*Problem*. Please rewrite the items starting at the line that contains "Each <instance> requires" and ending at the line that contains "box: [178, 275, 213, 294]", replacing "positive clicks" with "foreground clicks" and leaving everything else unchanged.
** Opening Exercise input block **
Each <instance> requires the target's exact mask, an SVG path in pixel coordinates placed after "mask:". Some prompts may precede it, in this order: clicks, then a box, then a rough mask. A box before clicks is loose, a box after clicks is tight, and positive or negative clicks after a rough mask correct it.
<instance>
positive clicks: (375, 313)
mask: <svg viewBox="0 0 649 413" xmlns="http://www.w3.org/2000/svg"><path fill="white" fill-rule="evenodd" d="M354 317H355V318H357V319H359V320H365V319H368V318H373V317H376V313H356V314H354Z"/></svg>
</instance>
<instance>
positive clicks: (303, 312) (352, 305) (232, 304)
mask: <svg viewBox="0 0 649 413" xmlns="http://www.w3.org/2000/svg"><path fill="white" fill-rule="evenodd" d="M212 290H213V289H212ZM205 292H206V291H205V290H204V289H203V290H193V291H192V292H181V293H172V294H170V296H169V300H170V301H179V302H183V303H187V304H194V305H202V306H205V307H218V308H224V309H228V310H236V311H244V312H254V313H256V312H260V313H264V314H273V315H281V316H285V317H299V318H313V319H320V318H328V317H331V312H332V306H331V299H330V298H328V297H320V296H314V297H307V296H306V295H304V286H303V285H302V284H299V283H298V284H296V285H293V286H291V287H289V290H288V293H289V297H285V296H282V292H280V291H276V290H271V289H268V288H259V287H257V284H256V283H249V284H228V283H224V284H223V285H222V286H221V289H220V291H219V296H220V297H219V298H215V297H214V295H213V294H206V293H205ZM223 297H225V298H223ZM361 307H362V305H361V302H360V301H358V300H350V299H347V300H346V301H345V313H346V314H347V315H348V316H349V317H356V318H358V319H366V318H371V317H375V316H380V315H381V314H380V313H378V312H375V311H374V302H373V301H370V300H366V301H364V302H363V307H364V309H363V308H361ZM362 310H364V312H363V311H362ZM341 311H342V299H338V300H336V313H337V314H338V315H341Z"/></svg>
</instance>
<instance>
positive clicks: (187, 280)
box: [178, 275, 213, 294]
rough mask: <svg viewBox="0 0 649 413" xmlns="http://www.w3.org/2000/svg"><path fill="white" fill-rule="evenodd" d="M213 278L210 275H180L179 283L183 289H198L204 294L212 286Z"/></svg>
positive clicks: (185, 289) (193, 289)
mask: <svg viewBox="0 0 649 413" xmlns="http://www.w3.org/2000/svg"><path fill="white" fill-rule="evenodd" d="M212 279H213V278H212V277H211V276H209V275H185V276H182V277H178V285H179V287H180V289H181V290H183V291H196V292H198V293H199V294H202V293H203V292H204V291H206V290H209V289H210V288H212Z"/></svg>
** Closing Exercise input block **
** Opening Exercise input block **
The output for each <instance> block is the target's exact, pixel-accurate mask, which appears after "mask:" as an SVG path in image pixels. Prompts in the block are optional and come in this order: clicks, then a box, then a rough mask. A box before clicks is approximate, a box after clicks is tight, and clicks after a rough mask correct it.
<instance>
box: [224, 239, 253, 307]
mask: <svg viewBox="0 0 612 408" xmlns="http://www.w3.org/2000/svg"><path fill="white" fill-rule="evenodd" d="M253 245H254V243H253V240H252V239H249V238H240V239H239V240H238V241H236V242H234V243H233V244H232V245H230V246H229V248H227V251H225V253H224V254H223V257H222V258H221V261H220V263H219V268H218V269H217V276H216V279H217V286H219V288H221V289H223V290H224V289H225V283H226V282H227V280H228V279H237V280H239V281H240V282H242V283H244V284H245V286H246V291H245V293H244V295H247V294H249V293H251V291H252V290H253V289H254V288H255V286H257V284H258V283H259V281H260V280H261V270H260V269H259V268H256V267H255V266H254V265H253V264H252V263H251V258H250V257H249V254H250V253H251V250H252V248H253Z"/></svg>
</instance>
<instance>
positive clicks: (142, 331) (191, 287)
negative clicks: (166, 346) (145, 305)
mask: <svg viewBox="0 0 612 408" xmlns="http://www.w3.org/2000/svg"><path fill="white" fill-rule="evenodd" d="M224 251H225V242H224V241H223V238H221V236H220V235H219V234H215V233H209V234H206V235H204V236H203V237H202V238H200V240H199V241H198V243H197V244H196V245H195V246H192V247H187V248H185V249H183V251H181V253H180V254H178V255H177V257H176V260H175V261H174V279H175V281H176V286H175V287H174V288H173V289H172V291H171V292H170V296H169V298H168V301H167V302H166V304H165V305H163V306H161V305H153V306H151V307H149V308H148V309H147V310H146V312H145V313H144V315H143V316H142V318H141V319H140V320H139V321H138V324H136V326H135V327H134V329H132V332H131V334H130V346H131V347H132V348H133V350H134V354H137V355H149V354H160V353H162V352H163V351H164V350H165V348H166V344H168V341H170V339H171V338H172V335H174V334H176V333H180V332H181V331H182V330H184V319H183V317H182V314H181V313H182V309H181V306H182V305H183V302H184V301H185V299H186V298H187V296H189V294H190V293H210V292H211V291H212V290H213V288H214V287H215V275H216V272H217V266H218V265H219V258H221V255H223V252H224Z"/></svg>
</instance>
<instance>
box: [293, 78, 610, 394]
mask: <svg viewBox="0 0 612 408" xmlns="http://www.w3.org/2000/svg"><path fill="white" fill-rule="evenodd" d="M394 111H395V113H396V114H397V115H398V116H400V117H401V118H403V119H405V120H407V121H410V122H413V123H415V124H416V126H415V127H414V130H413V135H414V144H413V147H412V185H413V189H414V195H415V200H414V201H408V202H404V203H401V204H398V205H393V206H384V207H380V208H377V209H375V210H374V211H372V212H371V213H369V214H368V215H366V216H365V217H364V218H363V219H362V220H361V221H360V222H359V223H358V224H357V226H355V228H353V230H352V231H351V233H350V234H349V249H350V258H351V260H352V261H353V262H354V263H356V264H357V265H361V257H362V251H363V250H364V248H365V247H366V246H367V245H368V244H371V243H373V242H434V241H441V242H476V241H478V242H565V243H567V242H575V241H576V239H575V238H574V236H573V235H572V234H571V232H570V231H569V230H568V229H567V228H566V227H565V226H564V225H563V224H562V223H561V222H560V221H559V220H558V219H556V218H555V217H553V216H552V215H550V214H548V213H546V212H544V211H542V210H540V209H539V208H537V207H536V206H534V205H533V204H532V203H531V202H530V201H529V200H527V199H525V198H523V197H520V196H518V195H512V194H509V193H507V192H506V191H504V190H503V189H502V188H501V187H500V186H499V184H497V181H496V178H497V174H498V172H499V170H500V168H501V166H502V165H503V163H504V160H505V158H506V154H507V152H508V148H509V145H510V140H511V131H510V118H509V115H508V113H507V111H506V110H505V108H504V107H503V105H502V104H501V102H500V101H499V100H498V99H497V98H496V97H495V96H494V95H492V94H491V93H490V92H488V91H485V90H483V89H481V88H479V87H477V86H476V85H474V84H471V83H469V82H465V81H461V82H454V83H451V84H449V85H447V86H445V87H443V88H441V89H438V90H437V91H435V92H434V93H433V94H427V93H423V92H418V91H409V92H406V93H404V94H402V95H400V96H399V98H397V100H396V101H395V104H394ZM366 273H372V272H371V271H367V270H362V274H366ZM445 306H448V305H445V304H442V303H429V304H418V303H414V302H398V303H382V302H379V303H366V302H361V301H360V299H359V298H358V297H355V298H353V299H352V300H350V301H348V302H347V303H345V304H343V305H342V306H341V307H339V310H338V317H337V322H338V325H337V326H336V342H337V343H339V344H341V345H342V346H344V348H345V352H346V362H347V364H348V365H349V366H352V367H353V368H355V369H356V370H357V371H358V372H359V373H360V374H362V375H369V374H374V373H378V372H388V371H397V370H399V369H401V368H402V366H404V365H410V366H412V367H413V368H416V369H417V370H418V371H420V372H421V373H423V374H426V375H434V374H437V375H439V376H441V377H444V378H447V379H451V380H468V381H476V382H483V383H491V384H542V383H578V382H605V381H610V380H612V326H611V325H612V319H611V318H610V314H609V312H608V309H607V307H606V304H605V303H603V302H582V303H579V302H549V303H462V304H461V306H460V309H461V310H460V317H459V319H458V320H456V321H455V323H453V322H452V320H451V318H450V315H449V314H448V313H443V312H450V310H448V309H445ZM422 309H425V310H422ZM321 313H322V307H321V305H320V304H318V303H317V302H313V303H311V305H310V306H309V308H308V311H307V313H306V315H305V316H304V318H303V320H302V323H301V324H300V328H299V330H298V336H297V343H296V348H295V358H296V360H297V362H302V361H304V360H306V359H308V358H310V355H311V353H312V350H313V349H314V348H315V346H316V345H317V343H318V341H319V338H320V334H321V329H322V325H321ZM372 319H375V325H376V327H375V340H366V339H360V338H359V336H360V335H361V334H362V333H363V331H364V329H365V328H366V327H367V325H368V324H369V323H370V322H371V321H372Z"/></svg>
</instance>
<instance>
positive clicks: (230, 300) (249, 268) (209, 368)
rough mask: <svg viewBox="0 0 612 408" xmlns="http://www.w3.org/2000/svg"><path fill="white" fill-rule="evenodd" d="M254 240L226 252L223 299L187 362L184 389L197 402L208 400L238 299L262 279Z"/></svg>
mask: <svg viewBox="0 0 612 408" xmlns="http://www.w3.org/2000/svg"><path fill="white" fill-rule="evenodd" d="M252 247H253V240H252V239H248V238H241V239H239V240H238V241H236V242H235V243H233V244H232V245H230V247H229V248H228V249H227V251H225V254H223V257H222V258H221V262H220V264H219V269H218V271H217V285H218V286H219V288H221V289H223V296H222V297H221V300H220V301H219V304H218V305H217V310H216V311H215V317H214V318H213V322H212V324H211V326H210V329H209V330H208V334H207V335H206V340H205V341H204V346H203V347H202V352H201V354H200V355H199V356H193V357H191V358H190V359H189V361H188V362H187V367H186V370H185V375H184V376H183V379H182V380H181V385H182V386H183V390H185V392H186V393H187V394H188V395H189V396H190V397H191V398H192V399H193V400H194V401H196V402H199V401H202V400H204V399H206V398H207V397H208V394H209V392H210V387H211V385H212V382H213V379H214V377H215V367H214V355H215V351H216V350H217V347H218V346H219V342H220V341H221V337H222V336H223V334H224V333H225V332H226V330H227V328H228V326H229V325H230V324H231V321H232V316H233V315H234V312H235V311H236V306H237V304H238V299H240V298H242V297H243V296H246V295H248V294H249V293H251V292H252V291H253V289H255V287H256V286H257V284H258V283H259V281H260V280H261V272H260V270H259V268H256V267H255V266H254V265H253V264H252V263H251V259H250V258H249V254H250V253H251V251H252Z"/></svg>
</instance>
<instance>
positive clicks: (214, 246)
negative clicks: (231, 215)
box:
** Closing Exercise input block **
** Opening Exercise input block **
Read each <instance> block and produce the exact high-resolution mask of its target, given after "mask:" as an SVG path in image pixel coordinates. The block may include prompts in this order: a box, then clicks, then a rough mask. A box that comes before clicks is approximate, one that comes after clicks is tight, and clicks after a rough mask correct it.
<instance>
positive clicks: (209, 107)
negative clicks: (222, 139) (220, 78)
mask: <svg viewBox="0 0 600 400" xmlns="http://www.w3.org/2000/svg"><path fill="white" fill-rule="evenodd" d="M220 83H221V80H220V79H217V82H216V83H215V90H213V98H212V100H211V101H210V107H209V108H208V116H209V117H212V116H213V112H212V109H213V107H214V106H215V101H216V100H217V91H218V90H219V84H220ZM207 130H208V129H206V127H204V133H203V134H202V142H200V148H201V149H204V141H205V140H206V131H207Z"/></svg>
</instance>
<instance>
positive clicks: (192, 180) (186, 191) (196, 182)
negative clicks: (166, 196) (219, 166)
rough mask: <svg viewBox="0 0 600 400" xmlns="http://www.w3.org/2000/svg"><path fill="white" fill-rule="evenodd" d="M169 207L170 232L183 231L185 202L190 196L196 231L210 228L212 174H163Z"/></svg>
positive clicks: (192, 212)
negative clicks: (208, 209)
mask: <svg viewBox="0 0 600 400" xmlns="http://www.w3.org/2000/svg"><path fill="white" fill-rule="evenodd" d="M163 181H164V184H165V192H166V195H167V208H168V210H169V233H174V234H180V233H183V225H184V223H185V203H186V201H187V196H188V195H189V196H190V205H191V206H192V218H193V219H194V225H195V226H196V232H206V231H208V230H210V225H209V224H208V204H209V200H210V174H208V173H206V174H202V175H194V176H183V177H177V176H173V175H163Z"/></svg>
** Closing Exercise input block **
*Exercise solution*.
Each <instance> requires the target's exact mask, an SVG path in pixel coordinates placed after "mask:". Some prompts may precede it, in this order: clicks, then a box, then a rough mask. A box before clicks is loose, a box after clicks is tight, and positive or negative clicks after a rough mask correct it.
<instance>
foreground clicks: (375, 313)
mask: <svg viewBox="0 0 649 413" xmlns="http://www.w3.org/2000/svg"><path fill="white" fill-rule="evenodd" d="M354 317H355V318H357V319H359V320H365V319H368V318H373V317H376V313H356V314H354Z"/></svg>
</instance>
<instance>
foreground clicks: (303, 312) (352, 305) (232, 304)
mask: <svg viewBox="0 0 649 413" xmlns="http://www.w3.org/2000/svg"><path fill="white" fill-rule="evenodd" d="M212 290H213V289H212ZM205 292H206V291H205V290H204V289H203V290H193V291H192V292H181V293H172V294H170V296H169V300H170V301H179V302H183V303H187V304H194V305H202V306H205V307H218V308H224V309H228V310H236V311H244V312H254V313H256V312H260V313H264V314H273V315H281V316H285V317H299V318H313V319H320V318H328V317H331V312H332V306H331V299H330V298H328V297H320V296H314V297H307V296H306V295H304V286H303V285H302V284H299V283H298V284H296V285H293V286H291V287H289V290H288V293H289V297H285V296H282V292H280V291H276V290H271V289H268V288H259V287H257V284H256V283H249V284H228V283H224V284H223V285H222V286H221V289H220V291H219V296H220V297H219V298H215V297H214V295H213V294H206V293H205ZM223 297H225V298H223ZM361 307H362V305H361V302H360V301H358V300H350V299H347V300H346V301H345V313H346V314H347V315H348V316H349V317H356V318H358V319H366V318H371V317H375V316H380V315H381V314H380V313H378V312H375V311H374V302H373V301H370V300H366V301H364V302H363V307H364V309H363V308H361ZM362 310H364V312H363V311H362ZM341 311H342V299H338V300H336V313H337V314H338V315H341Z"/></svg>
</instance>
<instance>
foreground clicks: (187, 280)
box: [178, 275, 213, 294]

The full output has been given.